**SUPPLIED INFORMATION**
....

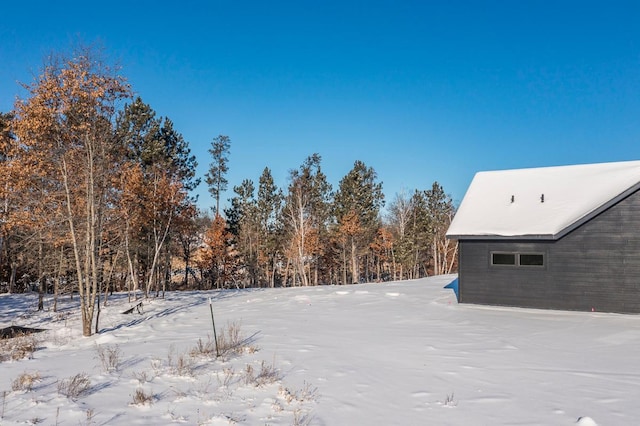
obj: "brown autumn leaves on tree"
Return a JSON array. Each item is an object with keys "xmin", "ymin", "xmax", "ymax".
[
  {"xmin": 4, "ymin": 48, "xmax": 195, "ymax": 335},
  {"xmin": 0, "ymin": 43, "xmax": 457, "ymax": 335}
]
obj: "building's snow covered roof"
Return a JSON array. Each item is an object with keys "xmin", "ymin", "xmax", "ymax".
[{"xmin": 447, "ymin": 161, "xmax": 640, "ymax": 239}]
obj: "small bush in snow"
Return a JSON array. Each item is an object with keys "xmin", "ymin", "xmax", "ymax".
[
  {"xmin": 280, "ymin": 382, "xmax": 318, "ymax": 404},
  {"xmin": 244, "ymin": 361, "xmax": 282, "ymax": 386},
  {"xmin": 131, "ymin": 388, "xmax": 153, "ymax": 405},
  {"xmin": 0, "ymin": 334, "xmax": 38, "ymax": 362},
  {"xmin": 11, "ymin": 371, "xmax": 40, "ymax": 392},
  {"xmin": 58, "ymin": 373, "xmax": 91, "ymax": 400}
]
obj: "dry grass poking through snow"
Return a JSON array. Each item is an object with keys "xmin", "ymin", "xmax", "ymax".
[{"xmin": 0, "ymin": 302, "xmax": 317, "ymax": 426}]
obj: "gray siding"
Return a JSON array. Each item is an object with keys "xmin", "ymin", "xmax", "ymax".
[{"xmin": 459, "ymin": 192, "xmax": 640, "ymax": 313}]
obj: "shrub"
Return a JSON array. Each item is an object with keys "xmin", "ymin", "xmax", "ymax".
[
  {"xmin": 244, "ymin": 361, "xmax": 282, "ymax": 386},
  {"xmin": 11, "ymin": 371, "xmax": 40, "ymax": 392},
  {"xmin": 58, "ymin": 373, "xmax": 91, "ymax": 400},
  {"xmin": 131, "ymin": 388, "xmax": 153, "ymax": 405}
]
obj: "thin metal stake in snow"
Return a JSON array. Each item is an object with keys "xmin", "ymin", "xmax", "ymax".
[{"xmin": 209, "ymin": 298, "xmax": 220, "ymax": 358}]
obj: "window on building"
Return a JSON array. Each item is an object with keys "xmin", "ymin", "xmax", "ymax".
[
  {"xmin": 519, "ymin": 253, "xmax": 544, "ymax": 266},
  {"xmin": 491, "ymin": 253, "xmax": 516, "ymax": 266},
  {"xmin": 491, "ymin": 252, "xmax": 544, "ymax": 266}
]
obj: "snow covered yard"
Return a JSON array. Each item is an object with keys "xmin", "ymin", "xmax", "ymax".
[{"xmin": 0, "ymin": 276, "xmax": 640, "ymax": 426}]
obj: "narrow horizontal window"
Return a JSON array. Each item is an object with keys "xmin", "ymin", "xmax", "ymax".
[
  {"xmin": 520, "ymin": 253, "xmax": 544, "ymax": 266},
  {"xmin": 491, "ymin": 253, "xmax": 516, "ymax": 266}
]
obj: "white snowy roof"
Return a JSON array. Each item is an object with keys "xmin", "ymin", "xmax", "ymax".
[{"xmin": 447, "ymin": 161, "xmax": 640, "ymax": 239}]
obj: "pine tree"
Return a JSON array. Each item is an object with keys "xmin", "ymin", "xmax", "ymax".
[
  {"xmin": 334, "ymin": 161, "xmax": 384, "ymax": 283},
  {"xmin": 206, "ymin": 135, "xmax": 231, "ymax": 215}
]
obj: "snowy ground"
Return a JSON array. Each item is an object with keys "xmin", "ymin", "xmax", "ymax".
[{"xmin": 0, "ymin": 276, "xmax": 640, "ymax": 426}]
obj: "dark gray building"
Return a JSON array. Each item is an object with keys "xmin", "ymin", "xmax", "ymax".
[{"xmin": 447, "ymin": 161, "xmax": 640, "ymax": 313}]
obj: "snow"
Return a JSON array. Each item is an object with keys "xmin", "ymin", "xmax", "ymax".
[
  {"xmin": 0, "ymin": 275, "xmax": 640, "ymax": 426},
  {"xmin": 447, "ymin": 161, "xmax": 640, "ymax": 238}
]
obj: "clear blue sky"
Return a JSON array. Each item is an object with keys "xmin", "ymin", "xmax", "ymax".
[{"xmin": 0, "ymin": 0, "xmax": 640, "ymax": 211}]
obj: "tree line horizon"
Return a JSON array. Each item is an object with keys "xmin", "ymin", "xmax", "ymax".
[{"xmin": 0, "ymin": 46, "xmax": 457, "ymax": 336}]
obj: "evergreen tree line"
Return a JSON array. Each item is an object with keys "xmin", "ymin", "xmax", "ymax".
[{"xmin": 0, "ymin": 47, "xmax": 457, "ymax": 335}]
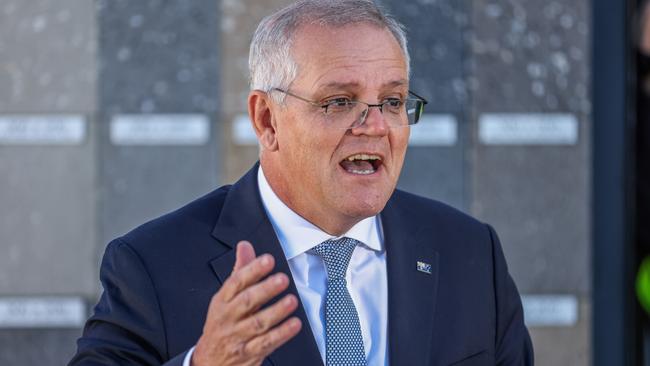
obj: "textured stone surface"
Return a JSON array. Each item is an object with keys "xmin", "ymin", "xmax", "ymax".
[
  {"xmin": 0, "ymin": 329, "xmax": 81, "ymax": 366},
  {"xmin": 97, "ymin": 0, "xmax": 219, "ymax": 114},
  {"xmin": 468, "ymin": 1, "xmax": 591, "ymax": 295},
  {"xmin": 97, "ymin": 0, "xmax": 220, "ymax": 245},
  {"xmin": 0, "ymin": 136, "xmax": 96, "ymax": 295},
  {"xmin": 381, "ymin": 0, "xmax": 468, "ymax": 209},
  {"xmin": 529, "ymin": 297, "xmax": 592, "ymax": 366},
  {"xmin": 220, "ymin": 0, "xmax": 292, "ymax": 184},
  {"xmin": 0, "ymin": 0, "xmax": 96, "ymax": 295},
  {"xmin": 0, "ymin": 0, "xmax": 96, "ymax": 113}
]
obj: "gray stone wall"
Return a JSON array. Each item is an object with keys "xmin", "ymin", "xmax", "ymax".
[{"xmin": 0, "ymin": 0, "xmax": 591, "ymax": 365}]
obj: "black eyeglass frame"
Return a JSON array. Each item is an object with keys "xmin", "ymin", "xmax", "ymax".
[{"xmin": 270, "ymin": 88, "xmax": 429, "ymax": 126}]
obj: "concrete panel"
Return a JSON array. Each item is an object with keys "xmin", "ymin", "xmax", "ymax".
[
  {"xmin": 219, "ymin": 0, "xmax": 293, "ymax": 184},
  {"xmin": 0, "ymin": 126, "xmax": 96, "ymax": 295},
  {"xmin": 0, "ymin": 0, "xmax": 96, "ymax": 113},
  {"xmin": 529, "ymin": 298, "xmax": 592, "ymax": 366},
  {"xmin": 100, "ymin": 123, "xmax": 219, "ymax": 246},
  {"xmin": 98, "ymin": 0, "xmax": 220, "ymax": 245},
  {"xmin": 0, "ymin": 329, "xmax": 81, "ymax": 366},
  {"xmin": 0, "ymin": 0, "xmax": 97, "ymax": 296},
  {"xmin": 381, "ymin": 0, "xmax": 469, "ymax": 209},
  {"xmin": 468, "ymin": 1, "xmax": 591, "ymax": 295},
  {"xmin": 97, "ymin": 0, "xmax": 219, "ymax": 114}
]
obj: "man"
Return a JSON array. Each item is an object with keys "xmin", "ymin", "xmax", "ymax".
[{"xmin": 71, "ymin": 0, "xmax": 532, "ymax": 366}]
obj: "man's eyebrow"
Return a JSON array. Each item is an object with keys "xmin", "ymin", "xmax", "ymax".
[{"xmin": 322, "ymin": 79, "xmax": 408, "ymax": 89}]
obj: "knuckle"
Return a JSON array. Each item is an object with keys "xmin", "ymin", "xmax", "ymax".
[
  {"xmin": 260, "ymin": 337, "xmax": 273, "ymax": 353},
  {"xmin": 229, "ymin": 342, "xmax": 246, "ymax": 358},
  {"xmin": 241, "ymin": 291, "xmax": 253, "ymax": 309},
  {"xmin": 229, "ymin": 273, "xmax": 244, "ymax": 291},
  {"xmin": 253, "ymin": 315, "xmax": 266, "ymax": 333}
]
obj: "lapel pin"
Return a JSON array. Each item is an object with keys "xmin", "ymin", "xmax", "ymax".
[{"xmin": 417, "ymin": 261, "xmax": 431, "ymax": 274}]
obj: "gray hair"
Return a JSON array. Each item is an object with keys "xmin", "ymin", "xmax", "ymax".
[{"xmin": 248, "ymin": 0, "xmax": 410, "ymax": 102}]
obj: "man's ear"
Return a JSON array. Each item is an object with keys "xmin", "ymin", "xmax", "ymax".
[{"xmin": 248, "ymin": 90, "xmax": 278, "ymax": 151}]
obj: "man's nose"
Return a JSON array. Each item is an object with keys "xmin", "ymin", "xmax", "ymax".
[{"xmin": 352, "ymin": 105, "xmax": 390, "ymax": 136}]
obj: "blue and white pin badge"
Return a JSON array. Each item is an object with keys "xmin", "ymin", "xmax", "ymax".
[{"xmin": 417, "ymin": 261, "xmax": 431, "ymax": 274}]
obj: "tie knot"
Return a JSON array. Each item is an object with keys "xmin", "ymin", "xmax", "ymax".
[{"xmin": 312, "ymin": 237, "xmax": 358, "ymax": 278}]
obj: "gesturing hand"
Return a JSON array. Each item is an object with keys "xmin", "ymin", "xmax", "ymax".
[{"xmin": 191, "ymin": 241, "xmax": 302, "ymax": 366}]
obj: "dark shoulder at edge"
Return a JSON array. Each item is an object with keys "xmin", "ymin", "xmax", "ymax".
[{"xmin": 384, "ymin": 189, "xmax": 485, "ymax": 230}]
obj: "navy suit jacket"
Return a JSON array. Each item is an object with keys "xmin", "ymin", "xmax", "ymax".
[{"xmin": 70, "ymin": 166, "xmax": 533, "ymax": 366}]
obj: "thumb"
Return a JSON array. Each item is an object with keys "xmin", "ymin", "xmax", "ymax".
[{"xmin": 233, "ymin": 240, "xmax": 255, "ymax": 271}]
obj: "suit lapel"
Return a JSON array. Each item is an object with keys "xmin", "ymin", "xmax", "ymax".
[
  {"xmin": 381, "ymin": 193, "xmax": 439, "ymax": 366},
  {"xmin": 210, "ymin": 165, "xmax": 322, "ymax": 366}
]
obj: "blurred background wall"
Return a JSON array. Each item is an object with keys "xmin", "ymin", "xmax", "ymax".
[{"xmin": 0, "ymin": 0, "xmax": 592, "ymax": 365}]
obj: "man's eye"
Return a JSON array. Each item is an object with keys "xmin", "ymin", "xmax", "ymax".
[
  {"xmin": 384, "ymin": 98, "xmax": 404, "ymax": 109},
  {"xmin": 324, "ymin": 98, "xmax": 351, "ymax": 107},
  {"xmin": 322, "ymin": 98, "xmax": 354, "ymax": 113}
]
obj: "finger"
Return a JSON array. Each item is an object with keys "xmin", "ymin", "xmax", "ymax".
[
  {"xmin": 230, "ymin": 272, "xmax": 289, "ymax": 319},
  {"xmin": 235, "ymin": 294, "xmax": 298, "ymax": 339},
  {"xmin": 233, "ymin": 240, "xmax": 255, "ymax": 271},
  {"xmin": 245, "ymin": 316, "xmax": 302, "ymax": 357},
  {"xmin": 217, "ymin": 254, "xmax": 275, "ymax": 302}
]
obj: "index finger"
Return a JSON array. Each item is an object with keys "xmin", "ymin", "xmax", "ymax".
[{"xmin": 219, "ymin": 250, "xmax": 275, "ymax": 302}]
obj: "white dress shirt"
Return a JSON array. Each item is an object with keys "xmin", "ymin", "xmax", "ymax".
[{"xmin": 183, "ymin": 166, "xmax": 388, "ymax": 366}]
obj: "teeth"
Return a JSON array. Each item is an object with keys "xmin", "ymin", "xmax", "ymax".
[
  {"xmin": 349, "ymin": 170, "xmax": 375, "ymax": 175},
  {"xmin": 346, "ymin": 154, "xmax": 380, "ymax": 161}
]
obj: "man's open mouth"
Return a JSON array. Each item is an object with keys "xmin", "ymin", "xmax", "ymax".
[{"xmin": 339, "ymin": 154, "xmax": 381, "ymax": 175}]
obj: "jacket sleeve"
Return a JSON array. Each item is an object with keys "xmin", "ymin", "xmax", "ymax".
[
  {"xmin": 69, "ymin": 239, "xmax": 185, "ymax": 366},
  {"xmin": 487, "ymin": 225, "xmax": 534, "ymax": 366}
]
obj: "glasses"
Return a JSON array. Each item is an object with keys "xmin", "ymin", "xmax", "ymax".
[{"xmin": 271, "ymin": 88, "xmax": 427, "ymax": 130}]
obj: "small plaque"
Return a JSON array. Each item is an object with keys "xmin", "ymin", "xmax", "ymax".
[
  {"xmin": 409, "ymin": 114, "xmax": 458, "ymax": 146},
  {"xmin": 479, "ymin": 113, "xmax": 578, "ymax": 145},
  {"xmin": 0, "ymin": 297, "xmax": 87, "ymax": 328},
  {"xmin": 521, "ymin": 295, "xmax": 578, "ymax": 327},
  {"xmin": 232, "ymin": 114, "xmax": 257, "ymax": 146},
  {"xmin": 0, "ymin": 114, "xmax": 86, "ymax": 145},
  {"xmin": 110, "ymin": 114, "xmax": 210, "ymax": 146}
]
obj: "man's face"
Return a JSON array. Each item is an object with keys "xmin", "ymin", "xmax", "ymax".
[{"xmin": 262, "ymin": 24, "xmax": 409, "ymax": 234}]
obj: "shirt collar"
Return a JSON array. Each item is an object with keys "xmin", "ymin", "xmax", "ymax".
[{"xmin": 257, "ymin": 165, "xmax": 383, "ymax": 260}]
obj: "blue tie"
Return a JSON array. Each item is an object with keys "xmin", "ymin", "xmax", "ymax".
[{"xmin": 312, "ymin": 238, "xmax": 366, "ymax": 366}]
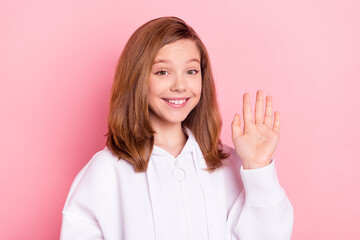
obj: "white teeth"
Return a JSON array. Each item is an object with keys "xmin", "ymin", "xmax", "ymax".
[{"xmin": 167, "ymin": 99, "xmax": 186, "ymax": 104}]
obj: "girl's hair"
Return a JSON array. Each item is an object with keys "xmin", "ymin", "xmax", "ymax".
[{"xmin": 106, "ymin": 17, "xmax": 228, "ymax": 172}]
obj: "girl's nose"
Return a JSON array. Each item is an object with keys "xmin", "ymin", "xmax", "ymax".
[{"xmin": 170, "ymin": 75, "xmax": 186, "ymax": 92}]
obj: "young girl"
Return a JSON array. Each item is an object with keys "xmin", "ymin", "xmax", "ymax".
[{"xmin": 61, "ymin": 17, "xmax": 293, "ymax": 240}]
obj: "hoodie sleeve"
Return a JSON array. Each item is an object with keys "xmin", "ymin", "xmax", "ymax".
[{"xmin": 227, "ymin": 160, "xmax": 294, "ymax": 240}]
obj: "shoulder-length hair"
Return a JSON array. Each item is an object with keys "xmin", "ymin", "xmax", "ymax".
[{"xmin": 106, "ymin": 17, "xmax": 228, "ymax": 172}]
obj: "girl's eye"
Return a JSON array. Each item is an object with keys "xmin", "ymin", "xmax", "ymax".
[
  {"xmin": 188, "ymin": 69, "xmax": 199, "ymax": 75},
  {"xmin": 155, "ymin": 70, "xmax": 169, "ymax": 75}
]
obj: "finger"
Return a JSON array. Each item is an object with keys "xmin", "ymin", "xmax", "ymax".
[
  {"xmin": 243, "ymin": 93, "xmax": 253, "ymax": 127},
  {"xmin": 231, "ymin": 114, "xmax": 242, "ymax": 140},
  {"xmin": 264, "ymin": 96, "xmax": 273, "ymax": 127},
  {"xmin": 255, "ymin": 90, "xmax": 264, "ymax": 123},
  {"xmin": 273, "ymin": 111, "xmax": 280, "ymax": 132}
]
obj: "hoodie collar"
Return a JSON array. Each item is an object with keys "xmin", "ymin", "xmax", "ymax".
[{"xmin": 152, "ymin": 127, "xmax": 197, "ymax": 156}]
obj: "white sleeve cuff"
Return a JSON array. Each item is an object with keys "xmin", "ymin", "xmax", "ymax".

....

**STATED EXERCISE**
Locate every line of the records that contains the string "blue" and copy each one.

**TASK ANSWER**
obj: "clear blue sky"
obj: "blue and white pin badge"
obj: "blue tie"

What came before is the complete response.